RTK, or Rust Token Killer, takes a different approach from Caveman. While Caveman shortens the LLM's output, RTK is a proxy that compresses CLI command results before they are passed to the LLM. For example, it removes unnecessary parts from outputs of commands like git status, ls, and cargo test, reducing tokens by 60–90%. It can run automatically through Claude Code's Bash hook, rewriting commands into forms like rtk git status. Using Caveman and RTK together means reducing tokens on both the input and output sides.

Caveman vs RTK

Category Caveman RTK
Compression target LLM output CLI command results (input)
How it works Prompt skill (speech style change) CLI proxy (result filtering)
Savings About 50–75% About 60–90%
Main effect Shorter responses Lower context usage
Best for General chat, code review Agent workflows (git, test, build)
Toggle /caveman command Bash hook automatic behavior

They are not competitors; they are complementary. Used together, they can reduce tokens on both the input and output sides.

A caveman operating a token device that performs input filtering and output compression together

Closing Thoughts

These days, if I use AI heavily for two or three days, 70% of my Codex Pro usage disappears. I still do not fully trust Gemini for my workflow, so I was considering whether I should upgrade back to Claude Max. Around then, Dave at work recommended Caveman, so I tried it.

I was worried about quality, but it supports multiple modes. And a March 2026 paper even reports that brevity constraints improved accuracy by 26 percentage points on certain benchmarks, so writing shorter is not necessarily a loss.

In the end, the effort we used to spend saving tokens one by one has become something you can now enable with a single skill install.

» **Aim of the task**
Answer these from the text on Caveman and RTK:
1. What does RTK compress before it reaches the LLM?
2. What savings range does the comparison table give for Caveman?
3. By how many percentage points did brevity constraints improve accuracy in the March 2026 paper?
The records that come next are separate material and have no connection to the text on Caveman and RTK.

[Dataset records]
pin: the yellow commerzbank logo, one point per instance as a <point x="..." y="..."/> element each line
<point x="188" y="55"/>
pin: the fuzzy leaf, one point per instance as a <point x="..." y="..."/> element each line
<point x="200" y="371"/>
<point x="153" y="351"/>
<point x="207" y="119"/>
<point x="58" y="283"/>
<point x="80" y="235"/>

» **Output for this exercise**
1. CLI command results.
2. About 50–75%.
3. 26 percentage points, on certain benchmarks.